▶ **Directions**: Look below for the line containing "Pixel coordinates per instance, written like (896,576)."; from there through the line containing "Shelf-audit tagging: put a marker on the pink", both lines included, please set down each line exactly and nothing else.

▶ **Available data**:
:::::

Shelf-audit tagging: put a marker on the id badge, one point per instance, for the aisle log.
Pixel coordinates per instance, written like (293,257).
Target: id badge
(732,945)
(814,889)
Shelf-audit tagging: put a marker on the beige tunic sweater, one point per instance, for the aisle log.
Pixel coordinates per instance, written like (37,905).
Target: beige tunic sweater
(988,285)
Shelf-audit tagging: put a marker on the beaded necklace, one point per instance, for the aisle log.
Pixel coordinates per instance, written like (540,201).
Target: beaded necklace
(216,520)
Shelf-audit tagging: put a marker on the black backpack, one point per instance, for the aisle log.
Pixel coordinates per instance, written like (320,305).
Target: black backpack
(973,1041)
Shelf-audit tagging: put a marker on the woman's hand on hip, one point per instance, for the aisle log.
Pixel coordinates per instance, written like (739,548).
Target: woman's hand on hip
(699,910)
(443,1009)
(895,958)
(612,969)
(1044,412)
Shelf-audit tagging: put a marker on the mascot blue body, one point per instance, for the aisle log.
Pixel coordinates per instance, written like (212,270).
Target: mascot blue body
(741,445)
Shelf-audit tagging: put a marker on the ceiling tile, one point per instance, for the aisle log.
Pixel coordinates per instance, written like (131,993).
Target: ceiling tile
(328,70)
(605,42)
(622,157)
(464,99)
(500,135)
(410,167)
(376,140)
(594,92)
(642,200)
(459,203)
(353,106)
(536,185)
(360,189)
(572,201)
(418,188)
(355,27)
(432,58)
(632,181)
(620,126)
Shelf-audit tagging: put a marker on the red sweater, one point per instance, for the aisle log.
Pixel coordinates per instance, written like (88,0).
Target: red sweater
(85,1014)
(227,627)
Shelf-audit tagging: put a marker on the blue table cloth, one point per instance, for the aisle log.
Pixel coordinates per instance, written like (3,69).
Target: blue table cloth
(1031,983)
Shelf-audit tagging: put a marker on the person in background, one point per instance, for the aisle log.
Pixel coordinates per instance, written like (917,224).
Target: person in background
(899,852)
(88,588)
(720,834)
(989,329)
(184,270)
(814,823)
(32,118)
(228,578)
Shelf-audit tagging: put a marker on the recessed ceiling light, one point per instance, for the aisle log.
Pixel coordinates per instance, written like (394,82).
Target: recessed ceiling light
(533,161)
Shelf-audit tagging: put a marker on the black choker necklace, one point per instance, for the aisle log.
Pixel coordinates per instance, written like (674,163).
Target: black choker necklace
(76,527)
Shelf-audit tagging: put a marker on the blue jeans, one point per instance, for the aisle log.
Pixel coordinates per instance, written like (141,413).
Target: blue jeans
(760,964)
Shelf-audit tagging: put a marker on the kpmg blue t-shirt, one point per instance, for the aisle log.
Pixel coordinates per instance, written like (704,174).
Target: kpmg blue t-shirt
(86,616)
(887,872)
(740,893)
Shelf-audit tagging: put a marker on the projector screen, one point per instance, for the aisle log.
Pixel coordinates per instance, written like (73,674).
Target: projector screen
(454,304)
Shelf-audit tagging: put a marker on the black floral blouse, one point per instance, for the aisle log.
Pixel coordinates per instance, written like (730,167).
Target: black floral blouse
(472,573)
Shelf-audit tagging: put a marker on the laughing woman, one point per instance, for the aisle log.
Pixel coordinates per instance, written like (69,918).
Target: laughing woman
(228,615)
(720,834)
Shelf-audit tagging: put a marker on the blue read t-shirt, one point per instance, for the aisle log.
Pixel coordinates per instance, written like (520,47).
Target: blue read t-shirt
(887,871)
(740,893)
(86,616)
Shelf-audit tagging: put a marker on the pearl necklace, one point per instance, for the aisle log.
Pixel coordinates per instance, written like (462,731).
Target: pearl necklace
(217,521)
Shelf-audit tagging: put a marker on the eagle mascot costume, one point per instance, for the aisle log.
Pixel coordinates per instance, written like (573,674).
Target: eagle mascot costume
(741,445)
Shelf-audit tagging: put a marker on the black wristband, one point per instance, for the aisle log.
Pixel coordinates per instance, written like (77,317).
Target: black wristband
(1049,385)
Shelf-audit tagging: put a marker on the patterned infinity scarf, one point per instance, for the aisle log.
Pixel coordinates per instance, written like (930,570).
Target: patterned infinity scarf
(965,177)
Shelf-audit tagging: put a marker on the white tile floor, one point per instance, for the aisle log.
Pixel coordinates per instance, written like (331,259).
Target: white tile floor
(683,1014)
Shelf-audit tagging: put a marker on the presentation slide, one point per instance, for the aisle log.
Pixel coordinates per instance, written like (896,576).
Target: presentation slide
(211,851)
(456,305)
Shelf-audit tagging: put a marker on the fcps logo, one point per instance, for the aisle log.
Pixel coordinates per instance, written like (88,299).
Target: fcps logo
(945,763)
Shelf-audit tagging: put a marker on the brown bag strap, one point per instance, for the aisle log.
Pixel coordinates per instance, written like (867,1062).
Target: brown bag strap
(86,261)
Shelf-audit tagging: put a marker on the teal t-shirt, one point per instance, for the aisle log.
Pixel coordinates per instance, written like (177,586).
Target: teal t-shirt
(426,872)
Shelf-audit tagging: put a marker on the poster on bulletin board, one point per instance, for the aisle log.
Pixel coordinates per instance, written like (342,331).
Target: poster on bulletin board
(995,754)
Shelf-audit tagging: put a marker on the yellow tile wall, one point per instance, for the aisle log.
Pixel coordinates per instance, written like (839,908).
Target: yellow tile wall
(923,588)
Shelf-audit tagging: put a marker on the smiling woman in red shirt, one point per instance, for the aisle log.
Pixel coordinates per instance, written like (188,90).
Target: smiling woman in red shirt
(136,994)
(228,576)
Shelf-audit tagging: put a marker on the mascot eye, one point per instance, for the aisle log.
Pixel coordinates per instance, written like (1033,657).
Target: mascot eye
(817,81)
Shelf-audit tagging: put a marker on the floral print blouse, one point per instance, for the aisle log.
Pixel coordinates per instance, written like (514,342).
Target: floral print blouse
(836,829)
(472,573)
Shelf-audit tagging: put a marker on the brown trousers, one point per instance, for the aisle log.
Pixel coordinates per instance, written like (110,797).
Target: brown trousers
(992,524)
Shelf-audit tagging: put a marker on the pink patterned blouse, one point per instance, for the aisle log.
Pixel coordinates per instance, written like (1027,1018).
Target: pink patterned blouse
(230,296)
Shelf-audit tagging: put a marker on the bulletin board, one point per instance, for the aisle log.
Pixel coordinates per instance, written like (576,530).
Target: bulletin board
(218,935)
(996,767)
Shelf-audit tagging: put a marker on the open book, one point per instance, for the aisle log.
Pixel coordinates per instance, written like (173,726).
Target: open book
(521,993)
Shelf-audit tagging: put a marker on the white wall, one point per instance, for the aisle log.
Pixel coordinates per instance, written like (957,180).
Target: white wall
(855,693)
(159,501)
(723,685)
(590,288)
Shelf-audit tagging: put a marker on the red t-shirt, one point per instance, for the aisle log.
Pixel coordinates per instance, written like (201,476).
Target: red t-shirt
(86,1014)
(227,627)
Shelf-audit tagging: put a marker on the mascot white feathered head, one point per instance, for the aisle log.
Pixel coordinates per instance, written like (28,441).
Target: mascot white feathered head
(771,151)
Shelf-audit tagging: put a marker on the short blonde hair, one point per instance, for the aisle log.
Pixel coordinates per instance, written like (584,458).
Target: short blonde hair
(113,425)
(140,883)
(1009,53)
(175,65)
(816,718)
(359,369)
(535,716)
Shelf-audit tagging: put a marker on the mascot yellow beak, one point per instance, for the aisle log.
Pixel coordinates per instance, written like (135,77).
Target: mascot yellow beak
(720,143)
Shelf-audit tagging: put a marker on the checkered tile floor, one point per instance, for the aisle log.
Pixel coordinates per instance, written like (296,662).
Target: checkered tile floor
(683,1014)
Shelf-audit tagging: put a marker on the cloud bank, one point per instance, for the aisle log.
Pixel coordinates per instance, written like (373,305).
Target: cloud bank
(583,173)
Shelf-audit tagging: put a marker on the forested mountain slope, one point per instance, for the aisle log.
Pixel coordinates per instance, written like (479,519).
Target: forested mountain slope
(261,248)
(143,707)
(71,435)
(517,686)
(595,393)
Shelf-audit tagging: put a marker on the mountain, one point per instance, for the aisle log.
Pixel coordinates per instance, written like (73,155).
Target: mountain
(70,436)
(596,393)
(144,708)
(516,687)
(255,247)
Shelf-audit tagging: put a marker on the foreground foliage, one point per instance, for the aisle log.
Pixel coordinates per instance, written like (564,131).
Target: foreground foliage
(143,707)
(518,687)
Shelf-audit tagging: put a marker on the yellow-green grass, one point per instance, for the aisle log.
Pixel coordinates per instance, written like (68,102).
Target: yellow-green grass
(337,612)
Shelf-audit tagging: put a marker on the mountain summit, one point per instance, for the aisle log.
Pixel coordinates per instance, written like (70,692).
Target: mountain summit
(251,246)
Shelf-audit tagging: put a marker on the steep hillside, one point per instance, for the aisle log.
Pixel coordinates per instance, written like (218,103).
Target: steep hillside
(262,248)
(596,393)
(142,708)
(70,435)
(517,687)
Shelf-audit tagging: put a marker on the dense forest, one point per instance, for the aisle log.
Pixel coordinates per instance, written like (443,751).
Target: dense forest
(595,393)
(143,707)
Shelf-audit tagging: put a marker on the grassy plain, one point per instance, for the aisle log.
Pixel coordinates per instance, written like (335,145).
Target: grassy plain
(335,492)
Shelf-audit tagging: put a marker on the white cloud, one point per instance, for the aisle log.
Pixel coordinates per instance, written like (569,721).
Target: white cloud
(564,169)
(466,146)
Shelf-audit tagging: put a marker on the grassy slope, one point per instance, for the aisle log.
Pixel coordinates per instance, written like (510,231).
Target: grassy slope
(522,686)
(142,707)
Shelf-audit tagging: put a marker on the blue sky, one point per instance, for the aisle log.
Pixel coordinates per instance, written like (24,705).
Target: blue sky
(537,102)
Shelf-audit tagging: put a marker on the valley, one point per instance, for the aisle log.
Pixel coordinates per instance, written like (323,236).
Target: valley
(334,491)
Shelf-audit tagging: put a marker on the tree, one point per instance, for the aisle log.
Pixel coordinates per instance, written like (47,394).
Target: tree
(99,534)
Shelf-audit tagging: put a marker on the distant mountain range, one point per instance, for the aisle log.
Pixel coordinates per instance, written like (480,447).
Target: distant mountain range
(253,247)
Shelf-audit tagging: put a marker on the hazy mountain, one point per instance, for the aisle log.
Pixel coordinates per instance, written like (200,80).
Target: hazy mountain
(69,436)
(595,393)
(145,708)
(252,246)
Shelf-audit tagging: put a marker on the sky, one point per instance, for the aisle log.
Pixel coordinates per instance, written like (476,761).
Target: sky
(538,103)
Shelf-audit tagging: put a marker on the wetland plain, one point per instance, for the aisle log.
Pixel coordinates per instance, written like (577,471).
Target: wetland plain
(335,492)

:::::

▶ **Response to the exercise**:
Pixel coordinates per instance, written like (896,576).
Target: presentation slide
(211,851)
(456,305)
Shelf-audit tagging: put a marker on the fcps logo, one point per instance, for the aisle log.
Pixel coordinates per instance, written like (88,299).
Target: fcps logo
(945,763)
Shelf-audit tagging: put a marker on the brown bag strap, one point per instance, for the aisle log.
Pixel coordinates per instance, written like (867,1062).
Target: brown bag strap
(86,261)
Shelf-audit tagging: put a marker on the teal t-shirt, one point per instance, for the aisle log.
Pixel coordinates per instance, written like (177,586).
Target: teal t-shirt
(426,872)
Shelf-audit tagging: put a marker on the poster on bulletin board, one point per instance, for the aisle log.
Pixel coordinates per instance, written like (342,331).
Target: poster on bulletin board
(995,754)
Shelf-audit tagging: put a marker on the yellow tile wall, one point per instance, for the aisle log.
Pixel coordinates per instance, written like (839,908).
Target: yellow tile wall
(923,588)
Shelf-audit tagging: put a marker on the smiling woman in red shirt, one point per instance, for the aisle log.
Pixel coordinates per instance, written like (188,90).
Target: smiling woman in red shirt
(136,994)
(228,576)
Shelf-audit tagging: put a marker on the mascot eye, one point per instance, for the aisle log.
Pixel coordinates per instance, written like (1033,657).
Target: mascot eye
(817,81)
Shelf-audit tagging: put a marker on the floral print blouse, one point per instance, for the aisle log.
Pixel coordinates per instance, written like (514,342).
Target: floral print blouse
(836,829)
(472,573)
Shelf-audit tagging: put a marker on the brown trousers, one point per instance, for the aisle log.
Pixel coordinates per instance, written like (110,797).
Target: brown trousers
(992,524)
Shelf-audit tagging: put a marker on the pink patterned blouse, one point per instance, for the aisle log.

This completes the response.